Copy every line from the start of the data through the line containing "0,147,120,175", leaving all wording unchanged but increasing each bounding box coordinate in the answers by 58.

━━ Dataset records

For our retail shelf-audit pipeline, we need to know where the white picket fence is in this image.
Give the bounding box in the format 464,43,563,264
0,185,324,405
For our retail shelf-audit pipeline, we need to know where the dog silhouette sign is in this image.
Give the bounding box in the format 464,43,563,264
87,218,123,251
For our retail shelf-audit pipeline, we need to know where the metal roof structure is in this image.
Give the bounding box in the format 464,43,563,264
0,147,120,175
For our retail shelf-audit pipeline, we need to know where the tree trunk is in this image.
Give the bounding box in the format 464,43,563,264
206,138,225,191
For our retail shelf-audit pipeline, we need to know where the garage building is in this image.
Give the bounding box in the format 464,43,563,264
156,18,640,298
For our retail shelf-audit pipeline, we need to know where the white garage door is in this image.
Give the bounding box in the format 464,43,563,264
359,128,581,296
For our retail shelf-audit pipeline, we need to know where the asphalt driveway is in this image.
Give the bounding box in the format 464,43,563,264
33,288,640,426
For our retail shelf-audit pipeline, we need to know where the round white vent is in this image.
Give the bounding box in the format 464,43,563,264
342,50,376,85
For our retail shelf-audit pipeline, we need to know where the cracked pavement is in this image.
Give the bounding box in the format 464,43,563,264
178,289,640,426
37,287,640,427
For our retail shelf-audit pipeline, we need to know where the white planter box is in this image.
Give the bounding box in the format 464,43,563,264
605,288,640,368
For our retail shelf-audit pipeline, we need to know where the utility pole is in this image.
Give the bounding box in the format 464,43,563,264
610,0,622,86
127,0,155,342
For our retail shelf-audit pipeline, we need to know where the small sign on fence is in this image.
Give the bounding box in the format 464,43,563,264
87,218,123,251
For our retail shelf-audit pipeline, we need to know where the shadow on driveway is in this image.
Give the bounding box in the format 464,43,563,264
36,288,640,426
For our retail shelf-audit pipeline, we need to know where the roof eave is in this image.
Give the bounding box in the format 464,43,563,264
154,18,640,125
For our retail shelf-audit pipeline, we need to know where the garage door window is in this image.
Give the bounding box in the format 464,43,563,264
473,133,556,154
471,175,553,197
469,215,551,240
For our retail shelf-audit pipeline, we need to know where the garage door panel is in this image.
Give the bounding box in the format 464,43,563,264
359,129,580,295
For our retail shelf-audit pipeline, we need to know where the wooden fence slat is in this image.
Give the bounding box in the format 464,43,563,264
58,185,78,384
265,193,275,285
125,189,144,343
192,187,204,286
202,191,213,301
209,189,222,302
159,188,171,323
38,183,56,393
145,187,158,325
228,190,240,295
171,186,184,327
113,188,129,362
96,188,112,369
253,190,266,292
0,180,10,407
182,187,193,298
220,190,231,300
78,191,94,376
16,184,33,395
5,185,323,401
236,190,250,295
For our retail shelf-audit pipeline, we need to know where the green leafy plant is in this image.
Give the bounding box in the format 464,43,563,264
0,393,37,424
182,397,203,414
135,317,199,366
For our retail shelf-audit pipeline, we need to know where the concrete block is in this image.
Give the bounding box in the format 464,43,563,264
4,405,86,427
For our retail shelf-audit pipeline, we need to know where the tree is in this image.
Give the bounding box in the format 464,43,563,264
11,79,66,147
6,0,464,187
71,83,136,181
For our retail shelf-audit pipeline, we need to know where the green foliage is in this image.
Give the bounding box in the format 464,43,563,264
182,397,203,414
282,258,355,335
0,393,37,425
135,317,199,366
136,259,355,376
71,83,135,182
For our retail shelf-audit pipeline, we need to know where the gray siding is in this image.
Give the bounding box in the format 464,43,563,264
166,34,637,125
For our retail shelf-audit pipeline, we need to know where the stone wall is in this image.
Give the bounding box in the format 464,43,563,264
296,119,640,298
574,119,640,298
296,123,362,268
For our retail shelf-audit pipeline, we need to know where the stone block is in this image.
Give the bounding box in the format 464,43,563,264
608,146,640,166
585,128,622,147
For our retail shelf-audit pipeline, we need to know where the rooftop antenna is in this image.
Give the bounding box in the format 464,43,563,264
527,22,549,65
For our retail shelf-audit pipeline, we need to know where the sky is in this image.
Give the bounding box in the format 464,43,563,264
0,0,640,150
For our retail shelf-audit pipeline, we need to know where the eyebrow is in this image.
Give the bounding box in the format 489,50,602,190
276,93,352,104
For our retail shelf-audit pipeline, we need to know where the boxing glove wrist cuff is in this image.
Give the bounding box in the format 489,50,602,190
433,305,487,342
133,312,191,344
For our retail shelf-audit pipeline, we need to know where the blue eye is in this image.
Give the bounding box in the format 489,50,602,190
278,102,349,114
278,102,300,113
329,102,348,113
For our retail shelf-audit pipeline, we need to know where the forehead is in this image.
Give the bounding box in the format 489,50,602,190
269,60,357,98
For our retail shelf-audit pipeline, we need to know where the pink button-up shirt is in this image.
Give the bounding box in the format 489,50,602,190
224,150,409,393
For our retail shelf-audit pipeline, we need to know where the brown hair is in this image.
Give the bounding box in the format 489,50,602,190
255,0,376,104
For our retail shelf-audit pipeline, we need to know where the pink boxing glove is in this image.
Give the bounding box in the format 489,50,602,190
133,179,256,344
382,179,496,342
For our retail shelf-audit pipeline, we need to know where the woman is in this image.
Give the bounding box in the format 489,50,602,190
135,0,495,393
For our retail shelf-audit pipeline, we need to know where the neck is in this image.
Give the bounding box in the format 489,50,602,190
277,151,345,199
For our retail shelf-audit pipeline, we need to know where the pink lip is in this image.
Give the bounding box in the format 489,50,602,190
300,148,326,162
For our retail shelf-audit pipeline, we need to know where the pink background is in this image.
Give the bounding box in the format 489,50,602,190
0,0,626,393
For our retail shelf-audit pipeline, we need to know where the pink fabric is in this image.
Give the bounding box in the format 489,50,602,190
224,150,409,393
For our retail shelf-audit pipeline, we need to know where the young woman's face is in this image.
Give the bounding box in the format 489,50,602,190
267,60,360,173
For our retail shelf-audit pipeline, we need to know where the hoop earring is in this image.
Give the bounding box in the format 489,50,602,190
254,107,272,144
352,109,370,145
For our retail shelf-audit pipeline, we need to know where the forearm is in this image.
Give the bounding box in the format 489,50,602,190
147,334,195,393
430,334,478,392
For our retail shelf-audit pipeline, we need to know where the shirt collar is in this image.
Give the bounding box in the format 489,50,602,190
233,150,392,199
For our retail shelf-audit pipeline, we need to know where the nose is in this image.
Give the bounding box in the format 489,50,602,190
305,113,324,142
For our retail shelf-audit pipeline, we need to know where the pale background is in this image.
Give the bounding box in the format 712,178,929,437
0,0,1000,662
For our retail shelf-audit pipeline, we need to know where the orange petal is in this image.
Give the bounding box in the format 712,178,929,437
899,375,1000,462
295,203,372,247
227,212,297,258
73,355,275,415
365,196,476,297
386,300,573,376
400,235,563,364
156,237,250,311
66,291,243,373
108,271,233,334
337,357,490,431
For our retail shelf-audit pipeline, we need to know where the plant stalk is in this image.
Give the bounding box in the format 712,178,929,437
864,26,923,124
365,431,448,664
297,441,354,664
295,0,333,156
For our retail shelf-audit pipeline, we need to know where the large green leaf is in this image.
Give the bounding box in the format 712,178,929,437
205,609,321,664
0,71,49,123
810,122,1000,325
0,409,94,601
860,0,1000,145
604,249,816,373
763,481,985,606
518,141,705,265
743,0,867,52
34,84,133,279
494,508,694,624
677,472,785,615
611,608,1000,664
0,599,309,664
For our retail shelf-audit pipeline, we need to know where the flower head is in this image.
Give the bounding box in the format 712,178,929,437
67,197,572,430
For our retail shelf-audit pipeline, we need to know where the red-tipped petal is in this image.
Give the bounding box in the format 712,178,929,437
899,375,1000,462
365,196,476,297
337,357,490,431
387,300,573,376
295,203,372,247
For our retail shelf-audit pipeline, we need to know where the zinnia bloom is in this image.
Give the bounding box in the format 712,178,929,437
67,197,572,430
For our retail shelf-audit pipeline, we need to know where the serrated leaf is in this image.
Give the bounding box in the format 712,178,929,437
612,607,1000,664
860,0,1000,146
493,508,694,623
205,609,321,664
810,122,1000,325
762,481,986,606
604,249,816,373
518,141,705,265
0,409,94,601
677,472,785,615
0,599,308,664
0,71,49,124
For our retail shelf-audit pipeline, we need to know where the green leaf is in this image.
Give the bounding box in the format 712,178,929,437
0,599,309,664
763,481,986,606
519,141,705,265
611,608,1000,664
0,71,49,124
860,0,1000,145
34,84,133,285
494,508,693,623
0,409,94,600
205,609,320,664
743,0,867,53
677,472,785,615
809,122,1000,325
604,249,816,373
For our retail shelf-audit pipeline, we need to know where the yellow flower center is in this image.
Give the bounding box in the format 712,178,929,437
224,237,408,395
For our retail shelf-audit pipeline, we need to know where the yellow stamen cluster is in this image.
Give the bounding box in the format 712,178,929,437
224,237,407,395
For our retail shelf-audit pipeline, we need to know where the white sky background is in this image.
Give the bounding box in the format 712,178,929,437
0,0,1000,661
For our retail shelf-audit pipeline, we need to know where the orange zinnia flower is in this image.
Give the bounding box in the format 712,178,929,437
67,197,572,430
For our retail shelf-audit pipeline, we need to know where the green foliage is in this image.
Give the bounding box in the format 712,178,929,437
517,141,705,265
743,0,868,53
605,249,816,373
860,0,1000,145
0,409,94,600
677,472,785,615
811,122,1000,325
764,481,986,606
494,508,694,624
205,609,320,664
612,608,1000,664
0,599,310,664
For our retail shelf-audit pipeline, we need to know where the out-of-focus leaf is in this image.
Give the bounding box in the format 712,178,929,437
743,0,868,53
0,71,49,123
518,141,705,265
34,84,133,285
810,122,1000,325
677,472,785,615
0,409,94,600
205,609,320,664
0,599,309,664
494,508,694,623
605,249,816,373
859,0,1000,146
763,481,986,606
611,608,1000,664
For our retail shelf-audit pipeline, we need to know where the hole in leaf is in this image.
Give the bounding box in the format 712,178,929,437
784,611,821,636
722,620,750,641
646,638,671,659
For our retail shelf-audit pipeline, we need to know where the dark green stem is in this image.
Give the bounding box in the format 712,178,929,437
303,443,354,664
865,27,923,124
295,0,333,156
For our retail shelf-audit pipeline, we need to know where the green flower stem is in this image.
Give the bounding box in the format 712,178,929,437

━━━━

* [Problem solution]
For our retail shelf-audit pipeline, we need to know where the white picket fence is in this image.
Give the bounding box in the format 464,43,563,264
58,243,382,463
For our retail shelf-audit pipeline, we need to know where the dog silhouette sign is in this image.
Give the bounding box in the format 464,43,563,264
145,276,181,309
For our retail shelf-audit pipeline, we need to know where the metal roof structure is in this image.
Give the bounding box in the format 464,43,563,264
58,205,178,233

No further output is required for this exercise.